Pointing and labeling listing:

★ ★ ★

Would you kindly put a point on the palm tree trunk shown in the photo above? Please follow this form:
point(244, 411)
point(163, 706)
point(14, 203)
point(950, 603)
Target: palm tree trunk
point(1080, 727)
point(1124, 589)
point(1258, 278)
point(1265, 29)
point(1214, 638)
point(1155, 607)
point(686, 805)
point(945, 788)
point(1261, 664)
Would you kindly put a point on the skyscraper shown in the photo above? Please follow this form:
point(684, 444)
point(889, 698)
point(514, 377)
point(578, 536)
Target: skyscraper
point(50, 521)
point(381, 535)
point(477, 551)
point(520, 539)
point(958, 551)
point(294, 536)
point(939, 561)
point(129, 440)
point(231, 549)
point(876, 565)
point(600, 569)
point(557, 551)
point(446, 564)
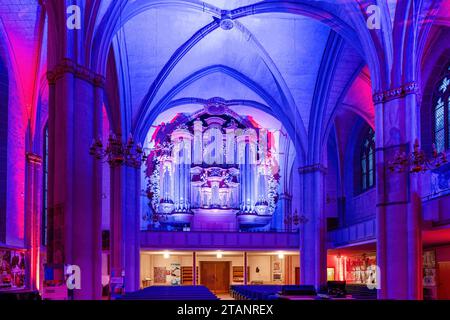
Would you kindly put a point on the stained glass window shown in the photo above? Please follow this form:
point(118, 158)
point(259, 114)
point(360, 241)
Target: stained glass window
point(441, 127)
point(368, 160)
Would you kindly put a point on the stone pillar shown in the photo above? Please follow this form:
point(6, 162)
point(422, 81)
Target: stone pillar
point(312, 233)
point(125, 228)
point(285, 205)
point(33, 218)
point(74, 183)
point(194, 268)
point(245, 268)
point(399, 244)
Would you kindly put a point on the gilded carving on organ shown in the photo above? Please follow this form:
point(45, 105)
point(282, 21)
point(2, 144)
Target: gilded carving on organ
point(212, 162)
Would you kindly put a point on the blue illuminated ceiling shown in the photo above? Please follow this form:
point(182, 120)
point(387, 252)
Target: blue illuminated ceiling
point(173, 52)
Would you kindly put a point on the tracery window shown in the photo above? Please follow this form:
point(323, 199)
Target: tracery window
point(441, 101)
point(367, 160)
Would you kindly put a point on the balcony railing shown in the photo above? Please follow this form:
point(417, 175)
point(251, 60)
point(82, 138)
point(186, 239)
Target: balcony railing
point(199, 240)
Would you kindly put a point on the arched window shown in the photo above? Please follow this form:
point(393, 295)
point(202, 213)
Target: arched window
point(45, 187)
point(441, 127)
point(367, 160)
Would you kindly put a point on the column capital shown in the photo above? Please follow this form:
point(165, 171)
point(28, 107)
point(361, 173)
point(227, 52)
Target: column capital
point(33, 158)
point(69, 66)
point(312, 168)
point(285, 196)
point(396, 93)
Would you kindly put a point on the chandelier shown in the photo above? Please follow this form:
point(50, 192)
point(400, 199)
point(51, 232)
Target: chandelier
point(417, 161)
point(117, 152)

★ ★ ★

● TO DO: Can you replace "palm tree trunk" with "coconut palm trunk" in the listing, from its start through the line containing "point(1261, 664)", and return only those lines with nothing else changed?

● RESULT:
Would you kindly put a point on the coconut palm trunk shown in the photo above? Please follow this form:
point(244, 411)
point(163, 706)
point(14, 203)
point(950, 603)
Target: coconut palm trunk
point(1080, 727)
point(1124, 589)
point(1258, 278)
point(1265, 29)
point(1214, 638)
point(1155, 607)
point(686, 805)
point(945, 788)
point(1261, 664)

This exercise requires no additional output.